-- Consigne --
Selon l'article sur la série Quadraria, que signifie ce titre latin, s'il vous plaît ?

---------- Texte fourni

« Quadraria », douceur du paysage dénaturé

21 mars 2023   •  
Écrit par Milena Ill
« Quadraria », douceur du paysage dénaturé

À la fois essentielles pour les matières premières et méconnues du grand public, lieux de transformation et de sauvegarde, les carrières de pierre constituent des espaces ambivalents. De ce constat, Jonathan Pourchet a voulu tirer un jeu photographique, qu’il développe avec sa série Quadraria.

Si certaines images de Quadraria donnent à croire, au premier abord, à un paysage naturel, un élément seulement indique le contraire : les sillons laissés dans le sable par des tracteurs. Le titre de la série, pour les latinistes, signifie « pierre carrée » – un indice supplémentaire de cette dimension industrielle : Jonathan Pourchet explore les carrières de pierre, qui font partie intégrante du paysage belge. Exploitées mais largement inexplorées, il en a repéré, depuis quelques temps, le potentiel photographique. « Je veux à tout prix lever le voile sur ce qui m’est caché », exprime-t-il. Situées à faible distance des villes, qui en sont les principaux centres de consommation, les carrières belges demeurent insoupçonnés par le grand public. Pourtant, elles restent si proches de lui géographiquement que le photographe s’est laissé fasciner par ces espaces.

Ce dernier souhaite suivre les traces des pionnier·ères du « post-documentaire », c’est-à-dire de celles et ceux qui cherchent à se libérer des codes et règles classiques du genre. Parmi elleux, on compte Bryan Schutmaat, Edward Burtynsky, ou encore Yuri Ancarani, dont le documentaire Il Capo, dans lequel il explore une carrière creusée comme un puits d’une centaine de mètres de profondeur – cette fois-ci au cœur des Alpes italiennes – a conquis notre auteur : « Tout de suite, j’ai eu envie de voir ces décors, mais chez moi, en Belgique » , confie-t-il.© Jonathan Pourchet

Quadraria ou la pierre mise à nu

« Quadraria a été ma première ouverture sur le monde documentaire et sur les esthétiques que j’aimerais développer », poursuit Jonathan Pourchet. Sa démarche se fonde sur un jeu avec les contrastes et l’ambivalence de ces lieux : la désaturation des images, le brouillage des frontières entre paysages naturels et industriels lui permettent de créer une série immaculée, minimaliste, nette, aux couleurs pastel. La post-production acquière quant à elle, pour le photographe, une importante toute particulière au cours de son processus créatif. C’est elle qui lui « permet d’exposer [s]a sensibilité, de sortir du réel, tout en exprimant un sentiment bien réel ». Et si ces lieux perdurent, c’est parce que nous avons besoin des matières qu’ils transforment. « Qui dit matière première, dit exploitation. Ce n’est ni noir ni blanc, ces lieux existent », déclare Jonathan Pourchet, instaurant ainsi une correspondance parfaite entre le fond et la forme de ces images. Quadraria apparaît également comme la formulation d’une interrogation fondamentale : comment obtenir ces éléments dont nous avons tant besoin sans, au cours du processus, détruire une partie de l’écosystème ? Il explique : « Cette série montre l’incrustation de ces géantes structures de taule au sein du paysage, mais également, les moyens déployés pour limiter l’impact de l’Homme, comme ces rangées de panneaux solaires dans une ancienne fosse, aujourd’hui inondée. Les imperfections de ces falaises sont des habitats parfaits pour certaines espèces, parfois menacées. »

--------------------
---------- Données enregistrées

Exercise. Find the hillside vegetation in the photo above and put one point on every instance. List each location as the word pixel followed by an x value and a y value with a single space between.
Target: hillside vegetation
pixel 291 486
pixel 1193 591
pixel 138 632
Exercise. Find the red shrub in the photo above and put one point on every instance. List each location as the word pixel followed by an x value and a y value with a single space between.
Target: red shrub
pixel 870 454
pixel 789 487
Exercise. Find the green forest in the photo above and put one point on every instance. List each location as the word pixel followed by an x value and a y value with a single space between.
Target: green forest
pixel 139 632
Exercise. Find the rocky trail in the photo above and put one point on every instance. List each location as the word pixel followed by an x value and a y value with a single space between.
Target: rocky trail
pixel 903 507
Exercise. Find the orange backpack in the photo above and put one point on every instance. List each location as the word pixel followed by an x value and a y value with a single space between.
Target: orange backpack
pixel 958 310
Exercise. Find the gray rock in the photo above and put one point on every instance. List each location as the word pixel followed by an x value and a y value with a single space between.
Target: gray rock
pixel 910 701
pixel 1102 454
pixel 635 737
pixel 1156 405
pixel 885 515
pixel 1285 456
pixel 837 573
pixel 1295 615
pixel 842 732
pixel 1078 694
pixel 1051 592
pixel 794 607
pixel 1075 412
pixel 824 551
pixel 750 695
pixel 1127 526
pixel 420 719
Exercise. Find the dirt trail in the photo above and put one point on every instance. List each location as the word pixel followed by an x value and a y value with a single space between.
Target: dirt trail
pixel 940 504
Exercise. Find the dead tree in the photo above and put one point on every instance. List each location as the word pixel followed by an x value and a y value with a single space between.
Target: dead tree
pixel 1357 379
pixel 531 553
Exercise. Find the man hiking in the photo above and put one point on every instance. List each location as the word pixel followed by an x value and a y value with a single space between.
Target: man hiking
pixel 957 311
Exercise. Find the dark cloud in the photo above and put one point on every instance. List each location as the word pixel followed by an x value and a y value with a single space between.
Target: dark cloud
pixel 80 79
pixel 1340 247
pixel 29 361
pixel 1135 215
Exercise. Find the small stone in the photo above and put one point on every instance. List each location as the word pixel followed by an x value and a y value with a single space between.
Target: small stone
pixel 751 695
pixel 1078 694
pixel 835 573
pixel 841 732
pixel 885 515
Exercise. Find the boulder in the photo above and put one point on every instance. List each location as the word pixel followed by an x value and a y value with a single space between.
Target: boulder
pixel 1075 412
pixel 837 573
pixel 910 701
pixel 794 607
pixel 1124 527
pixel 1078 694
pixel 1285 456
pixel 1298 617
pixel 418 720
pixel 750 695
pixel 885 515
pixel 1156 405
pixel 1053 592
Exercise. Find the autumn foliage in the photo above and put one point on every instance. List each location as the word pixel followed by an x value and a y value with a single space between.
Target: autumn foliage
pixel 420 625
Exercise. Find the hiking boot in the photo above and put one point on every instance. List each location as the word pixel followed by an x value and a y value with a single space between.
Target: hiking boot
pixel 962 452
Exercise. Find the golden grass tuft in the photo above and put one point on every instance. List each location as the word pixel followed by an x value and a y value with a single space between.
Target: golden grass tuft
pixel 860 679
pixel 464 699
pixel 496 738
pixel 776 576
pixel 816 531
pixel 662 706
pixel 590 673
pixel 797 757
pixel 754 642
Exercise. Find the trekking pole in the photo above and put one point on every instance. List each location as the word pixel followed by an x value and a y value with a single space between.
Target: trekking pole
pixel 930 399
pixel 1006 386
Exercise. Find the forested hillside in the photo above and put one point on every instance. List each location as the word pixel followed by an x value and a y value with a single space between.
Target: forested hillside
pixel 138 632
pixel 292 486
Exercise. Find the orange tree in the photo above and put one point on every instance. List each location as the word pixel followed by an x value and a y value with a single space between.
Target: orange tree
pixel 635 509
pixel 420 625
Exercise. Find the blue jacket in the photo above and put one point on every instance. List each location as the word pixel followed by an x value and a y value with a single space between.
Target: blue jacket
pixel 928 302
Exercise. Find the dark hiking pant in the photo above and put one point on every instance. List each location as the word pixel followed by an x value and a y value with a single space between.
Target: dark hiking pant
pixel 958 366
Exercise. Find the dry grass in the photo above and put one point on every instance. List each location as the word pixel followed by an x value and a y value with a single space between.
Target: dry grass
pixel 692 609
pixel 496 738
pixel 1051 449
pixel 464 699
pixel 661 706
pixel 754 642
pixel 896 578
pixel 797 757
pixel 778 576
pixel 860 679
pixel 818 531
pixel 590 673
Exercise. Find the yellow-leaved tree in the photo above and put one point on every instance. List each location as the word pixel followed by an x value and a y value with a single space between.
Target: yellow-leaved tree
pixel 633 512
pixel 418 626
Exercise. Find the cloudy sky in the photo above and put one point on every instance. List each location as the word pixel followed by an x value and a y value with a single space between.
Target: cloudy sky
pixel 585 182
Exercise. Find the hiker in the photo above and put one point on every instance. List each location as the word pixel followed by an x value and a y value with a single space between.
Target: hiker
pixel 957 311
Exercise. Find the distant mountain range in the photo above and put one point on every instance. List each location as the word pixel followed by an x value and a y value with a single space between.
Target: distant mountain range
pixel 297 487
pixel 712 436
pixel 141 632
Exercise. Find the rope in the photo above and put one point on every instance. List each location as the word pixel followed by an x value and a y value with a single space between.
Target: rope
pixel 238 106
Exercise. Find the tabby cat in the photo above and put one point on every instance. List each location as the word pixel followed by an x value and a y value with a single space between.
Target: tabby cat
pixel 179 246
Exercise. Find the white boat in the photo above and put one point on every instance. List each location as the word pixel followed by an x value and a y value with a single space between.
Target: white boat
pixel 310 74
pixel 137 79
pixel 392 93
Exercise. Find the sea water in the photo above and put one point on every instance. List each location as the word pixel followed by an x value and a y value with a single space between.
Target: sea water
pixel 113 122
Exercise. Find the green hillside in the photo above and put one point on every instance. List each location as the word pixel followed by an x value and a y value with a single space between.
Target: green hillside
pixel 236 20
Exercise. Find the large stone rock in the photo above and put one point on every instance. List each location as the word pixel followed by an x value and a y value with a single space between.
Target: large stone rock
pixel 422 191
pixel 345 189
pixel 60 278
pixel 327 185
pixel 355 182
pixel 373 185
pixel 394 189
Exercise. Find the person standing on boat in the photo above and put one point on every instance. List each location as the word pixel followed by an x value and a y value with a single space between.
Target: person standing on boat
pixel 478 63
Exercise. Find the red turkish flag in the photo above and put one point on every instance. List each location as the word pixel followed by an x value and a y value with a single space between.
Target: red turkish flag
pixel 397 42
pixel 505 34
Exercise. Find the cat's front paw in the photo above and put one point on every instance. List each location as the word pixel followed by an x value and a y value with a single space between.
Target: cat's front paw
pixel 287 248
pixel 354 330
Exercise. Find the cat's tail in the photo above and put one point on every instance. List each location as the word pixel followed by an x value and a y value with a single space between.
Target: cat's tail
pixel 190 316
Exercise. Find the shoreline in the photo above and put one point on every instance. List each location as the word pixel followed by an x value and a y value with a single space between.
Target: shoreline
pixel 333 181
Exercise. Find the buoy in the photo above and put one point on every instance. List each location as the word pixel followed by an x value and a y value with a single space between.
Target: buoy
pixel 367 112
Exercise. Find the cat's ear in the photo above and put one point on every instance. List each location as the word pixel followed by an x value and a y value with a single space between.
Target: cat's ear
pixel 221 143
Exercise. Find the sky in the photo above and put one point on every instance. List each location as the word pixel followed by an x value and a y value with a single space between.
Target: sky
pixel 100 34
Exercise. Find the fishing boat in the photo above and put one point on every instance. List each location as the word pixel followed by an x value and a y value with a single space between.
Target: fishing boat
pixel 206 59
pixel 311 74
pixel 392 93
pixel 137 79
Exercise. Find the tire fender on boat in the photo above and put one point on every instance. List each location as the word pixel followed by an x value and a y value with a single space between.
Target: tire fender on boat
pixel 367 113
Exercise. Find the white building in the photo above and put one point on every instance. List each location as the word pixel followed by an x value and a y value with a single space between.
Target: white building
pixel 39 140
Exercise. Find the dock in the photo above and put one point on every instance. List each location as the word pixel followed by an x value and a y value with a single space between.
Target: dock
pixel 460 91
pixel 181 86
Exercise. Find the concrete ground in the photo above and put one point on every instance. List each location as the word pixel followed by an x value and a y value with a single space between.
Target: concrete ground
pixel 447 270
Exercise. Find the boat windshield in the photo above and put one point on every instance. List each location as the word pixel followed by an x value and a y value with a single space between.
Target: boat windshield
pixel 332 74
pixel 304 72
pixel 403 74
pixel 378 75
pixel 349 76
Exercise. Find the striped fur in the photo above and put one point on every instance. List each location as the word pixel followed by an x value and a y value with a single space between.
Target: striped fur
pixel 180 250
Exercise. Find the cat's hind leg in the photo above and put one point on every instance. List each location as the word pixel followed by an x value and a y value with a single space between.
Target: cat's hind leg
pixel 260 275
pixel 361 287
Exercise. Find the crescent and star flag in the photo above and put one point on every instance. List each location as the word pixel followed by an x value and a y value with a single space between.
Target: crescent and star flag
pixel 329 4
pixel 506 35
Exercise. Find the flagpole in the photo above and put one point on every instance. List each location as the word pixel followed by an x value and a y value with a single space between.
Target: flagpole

--------------------

-- Résultat ci-dessous --
Il signifie « pierre carrée ».